>> Start
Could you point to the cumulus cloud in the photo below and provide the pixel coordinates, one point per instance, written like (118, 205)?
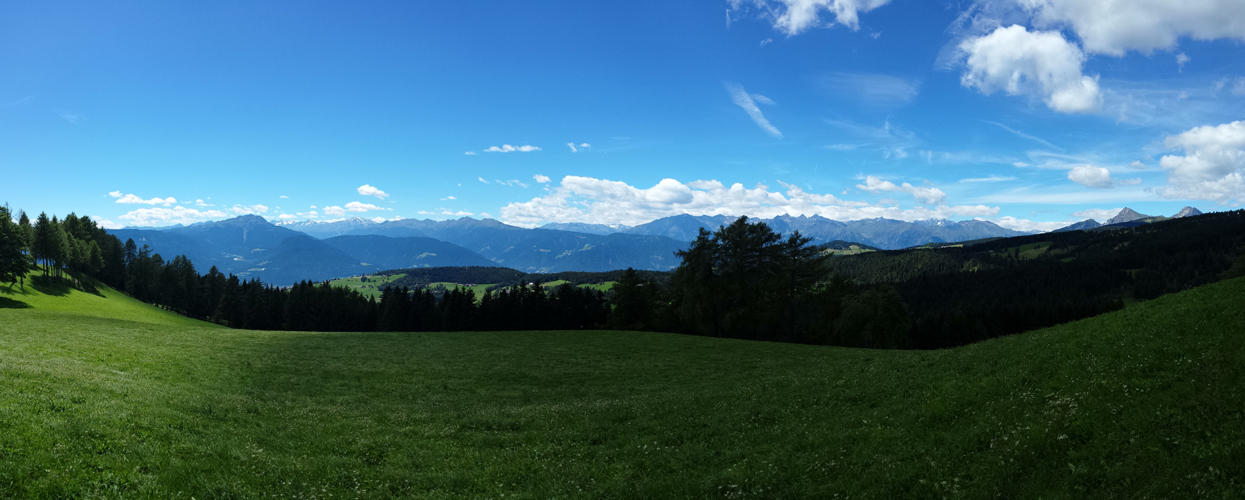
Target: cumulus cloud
(794, 16)
(584, 199)
(249, 209)
(171, 215)
(508, 148)
(1098, 214)
(1091, 177)
(987, 179)
(930, 195)
(1213, 167)
(1113, 27)
(748, 102)
(360, 207)
(367, 190)
(131, 199)
(1017, 61)
(1027, 225)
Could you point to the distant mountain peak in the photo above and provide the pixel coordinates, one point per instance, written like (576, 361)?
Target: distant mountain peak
(1187, 212)
(1126, 215)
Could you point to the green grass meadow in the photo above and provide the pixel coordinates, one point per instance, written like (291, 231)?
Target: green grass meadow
(102, 397)
(372, 287)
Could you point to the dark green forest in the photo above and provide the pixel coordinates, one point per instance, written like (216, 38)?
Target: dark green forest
(741, 281)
>> End
> What to work on
Copy every record above exactly, leaving out the pictures.

> The solution
Could you point to the cumulus cloud in the photo below and provide the pixel coordinates, one point per instance, written like (118, 205)?
Target: cumulus cloud
(794, 16)
(584, 199)
(249, 209)
(171, 215)
(508, 148)
(1098, 214)
(1091, 177)
(987, 179)
(930, 195)
(1213, 167)
(1113, 27)
(748, 102)
(360, 207)
(367, 190)
(131, 199)
(1017, 61)
(1027, 225)
Could you point to the distant mountain peak in the photo above and provide the pixel coordinates, one point per instance, written like (576, 361)?
Target: distant mountain peak
(1187, 212)
(1126, 215)
Could you point to the green grass meadow in the photo above and provide the pixel coordinates, one point per instance, written like (291, 231)?
Target: green grass meadow
(102, 397)
(372, 287)
Could you point to the dark green forest in the photo above and provide the pixel coordinates, one point per instance, written like (216, 38)?
Target: dark green forest
(741, 281)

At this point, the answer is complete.